Top of Extracted records
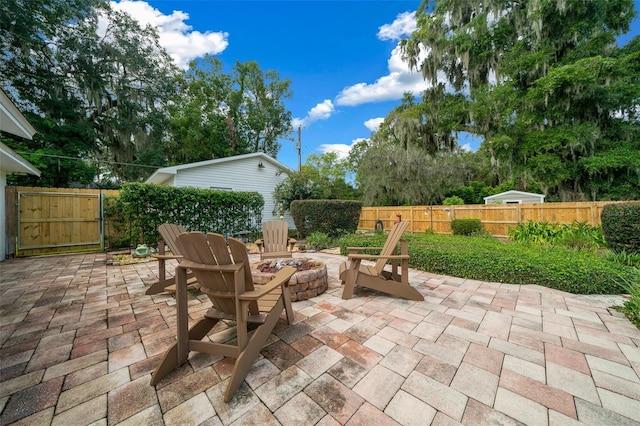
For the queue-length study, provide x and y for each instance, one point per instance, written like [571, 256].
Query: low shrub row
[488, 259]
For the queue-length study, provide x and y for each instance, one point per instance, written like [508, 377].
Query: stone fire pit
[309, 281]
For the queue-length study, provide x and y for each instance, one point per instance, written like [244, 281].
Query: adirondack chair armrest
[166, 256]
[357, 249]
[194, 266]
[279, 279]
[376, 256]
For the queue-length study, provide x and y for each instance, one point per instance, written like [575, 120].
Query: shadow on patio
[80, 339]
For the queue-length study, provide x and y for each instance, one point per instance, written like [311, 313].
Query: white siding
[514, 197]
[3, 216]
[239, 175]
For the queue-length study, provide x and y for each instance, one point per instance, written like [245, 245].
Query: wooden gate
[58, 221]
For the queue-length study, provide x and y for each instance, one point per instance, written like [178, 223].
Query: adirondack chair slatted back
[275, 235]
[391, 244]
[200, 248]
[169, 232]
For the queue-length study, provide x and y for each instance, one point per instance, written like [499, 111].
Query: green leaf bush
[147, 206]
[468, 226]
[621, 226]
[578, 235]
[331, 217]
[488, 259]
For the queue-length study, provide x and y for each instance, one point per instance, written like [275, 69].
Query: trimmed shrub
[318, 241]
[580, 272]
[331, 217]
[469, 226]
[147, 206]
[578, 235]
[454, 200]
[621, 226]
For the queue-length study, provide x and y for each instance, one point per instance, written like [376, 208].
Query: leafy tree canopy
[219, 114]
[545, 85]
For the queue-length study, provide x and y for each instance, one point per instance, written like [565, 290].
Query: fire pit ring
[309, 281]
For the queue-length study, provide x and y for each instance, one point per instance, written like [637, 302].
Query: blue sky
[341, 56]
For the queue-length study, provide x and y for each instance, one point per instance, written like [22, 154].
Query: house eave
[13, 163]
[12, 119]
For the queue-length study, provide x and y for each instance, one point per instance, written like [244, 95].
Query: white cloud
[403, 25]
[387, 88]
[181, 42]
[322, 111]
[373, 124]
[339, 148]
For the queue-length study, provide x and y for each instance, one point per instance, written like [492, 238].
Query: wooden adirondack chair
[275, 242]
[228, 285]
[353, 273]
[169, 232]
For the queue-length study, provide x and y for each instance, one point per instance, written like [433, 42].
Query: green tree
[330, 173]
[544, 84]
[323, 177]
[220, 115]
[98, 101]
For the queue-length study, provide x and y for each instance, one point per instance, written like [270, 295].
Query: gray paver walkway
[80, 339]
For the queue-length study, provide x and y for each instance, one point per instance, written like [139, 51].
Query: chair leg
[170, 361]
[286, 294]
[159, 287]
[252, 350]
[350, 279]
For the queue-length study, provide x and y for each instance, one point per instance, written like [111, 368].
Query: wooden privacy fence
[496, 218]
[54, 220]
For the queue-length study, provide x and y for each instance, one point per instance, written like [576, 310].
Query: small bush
Bottom of Extracted records
**Task item:**
Set every record down exactly, omitting pictures.

**Output of the task:**
For the queue-length study, provide x and y for each instance, one point per instance, written like [571, 256].
Query: low shrub row
[488, 259]
For the queue-length study, provide x and y for each instance, one point per instance, written like [508, 377].
Query: stone fire pit
[309, 281]
For the queue-length study, provide x and y for each instance, one point per instance, written like [244, 281].
Query: adirondack chair armrest
[166, 256]
[357, 249]
[194, 266]
[279, 279]
[376, 256]
For the queue-length study, provide x and y for each instance, one point per instance, written like [575, 120].
Query: shadow on patio
[80, 339]
For the queue-length study, provide x and y for each instance, one point per instance, written like [311, 313].
Query: white siding
[514, 197]
[3, 216]
[239, 175]
For the queue-length study, provide x and y for each instance, one point per instance, written like [245, 245].
Query: wooden gate
[58, 221]
For the queue-length study, provide x and y for each instance, one point per instance, written like [178, 223].
Query: adirondack chair slatted back
[275, 235]
[391, 244]
[200, 248]
[169, 232]
For the queue-length study, provide x and y for each instance, one point per instance, written like [499, 111].
Query: green leaf bush
[147, 206]
[468, 226]
[621, 226]
[578, 235]
[331, 217]
[488, 259]
For the queue-length study, provide x and y for each instance, one point per instance, written like [275, 69].
Query: trimmed shrub
[318, 241]
[580, 272]
[331, 217]
[469, 226]
[147, 206]
[578, 235]
[454, 200]
[621, 226]
For the queue-length study, provide x and y for each instance, one point per instance, written like [376, 208].
Query: leafy tree canopy
[219, 114]
[545, 85]
For the queue-length study, provide x and y for each instance, one point per instance, written like [565, 290].
Query: fire pit ring
[309, 281]
For the queue-length study, provide x and y for each instance, one point per instance, written like [637, 302].
Query: blue sky
[341, 56]
For the queue-length study, provide x and y for each instance, one point per instance, written like [22, 154].
Query: house eave
[13, 163]
[12, 119]
For the queue-length study, provide x and y for each instance, one point per instance, written like [244, 95].
Query: white cloud
[403, 25]
[387, 88]
[181, 42]
[322, 111]
[373, 124]
[339, 148]
For the queue-length study, provide x and y for each instance, one point per instance, written like [492, 238].
Query: wooden adirondack chair
[275, 242]
[228, 285]
[353, 273]
[169, 232]
For the queue-length study, provide x and y for each instance, one point per instance, written like [433, 42].
Query: green tree
[330, 173]
[544, 84]
[323, 177]
[220, 115]
[98, 101]
For the queue-length study, provide x and y for each instance, one point per instance, written like [270, 295].
Query: gray paver walkway
[80, 339]
For the queue-length study, provide x and y for each instance, one point per instance, written like [139, 51].
Query: chair leg
[170, 361]
[286, 294]
[159, 287]
[252, 350]
[350, 279]
For the queue-length study, provide x and y for each instance, one point per instance, written like [111, 368].
Query: wooden privacy fence
[496, 218]
[54, 220]
For the queue-length study, provide x and y for each instance, one point per instance, written like [576, 310].
Query: small bush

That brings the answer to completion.